• Provided data:
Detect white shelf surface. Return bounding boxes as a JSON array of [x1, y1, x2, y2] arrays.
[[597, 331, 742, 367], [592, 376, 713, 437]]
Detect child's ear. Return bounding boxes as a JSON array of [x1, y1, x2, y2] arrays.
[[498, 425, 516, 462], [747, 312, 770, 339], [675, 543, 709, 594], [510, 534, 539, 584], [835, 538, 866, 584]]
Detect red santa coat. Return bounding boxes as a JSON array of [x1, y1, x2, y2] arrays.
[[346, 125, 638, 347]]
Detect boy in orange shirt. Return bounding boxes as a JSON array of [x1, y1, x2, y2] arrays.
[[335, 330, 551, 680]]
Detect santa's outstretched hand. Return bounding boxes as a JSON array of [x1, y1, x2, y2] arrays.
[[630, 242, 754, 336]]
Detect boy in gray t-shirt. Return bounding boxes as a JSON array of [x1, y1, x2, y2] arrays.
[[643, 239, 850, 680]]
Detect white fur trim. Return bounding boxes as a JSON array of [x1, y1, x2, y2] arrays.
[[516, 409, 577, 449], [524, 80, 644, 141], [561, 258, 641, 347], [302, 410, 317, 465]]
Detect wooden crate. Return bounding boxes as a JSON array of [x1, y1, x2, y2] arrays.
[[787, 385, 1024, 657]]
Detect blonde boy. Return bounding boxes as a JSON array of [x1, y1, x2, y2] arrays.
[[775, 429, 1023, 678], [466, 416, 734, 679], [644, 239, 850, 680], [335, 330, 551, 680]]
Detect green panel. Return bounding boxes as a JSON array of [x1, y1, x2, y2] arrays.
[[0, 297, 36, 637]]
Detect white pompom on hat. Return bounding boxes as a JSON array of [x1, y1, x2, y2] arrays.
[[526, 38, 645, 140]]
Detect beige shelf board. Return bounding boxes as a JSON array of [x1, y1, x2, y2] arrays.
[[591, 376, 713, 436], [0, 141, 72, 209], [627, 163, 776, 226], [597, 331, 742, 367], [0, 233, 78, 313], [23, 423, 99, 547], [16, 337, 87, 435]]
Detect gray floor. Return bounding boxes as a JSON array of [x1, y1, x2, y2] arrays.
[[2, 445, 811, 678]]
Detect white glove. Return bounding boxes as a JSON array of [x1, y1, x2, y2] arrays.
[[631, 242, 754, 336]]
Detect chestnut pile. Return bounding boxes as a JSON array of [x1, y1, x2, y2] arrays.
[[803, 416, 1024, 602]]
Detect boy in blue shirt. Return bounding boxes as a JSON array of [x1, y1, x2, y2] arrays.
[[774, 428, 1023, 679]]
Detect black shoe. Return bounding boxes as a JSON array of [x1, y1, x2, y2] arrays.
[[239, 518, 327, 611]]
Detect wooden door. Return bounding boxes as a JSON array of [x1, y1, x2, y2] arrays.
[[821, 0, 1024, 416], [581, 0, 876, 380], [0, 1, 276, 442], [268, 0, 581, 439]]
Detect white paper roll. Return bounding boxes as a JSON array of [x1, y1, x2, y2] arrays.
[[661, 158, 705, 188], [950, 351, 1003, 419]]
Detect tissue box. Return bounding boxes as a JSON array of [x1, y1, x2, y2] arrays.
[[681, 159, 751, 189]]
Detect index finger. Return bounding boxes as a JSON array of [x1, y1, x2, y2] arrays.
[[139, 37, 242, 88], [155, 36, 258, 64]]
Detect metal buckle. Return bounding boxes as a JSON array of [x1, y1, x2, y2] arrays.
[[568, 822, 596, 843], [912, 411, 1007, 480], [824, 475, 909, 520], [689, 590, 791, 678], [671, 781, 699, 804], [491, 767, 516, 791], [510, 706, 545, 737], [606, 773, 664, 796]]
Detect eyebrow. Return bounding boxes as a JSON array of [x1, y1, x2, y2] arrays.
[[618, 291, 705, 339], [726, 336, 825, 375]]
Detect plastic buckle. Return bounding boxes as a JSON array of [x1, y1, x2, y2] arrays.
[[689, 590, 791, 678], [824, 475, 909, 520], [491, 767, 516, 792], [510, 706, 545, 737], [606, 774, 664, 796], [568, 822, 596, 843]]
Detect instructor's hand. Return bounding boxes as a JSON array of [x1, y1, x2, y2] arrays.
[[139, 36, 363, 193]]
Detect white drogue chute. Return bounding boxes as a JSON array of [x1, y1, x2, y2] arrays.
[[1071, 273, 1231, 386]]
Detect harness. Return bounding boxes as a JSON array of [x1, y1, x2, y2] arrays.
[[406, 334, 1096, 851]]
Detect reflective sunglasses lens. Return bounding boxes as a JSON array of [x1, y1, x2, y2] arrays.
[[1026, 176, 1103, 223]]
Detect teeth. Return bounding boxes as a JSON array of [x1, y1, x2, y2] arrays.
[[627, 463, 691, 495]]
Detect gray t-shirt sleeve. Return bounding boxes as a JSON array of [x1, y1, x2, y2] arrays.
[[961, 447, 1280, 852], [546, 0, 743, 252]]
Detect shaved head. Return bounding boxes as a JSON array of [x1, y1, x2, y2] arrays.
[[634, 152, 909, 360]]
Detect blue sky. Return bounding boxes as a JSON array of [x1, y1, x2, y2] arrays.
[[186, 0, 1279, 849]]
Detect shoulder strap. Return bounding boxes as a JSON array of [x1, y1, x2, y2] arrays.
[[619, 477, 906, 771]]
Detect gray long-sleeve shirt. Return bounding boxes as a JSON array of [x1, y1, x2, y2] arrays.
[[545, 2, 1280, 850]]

• Task description: From the line that contains "Detect shoulder strap." through the last line of the listing, every line is to be restated word for word, both ends included.

• Output:
Detect shoulder strap. Return bounding boxes as a JSON array of [x1, y1, x2, y2] arrays.
[[619, 477, 906, 771]]
Detect gray long-sleeve shirt. Return bounding boxes as a JSON array of [x1, y1, x2, y2] arrays.
[[545, 2, 1280, 850]]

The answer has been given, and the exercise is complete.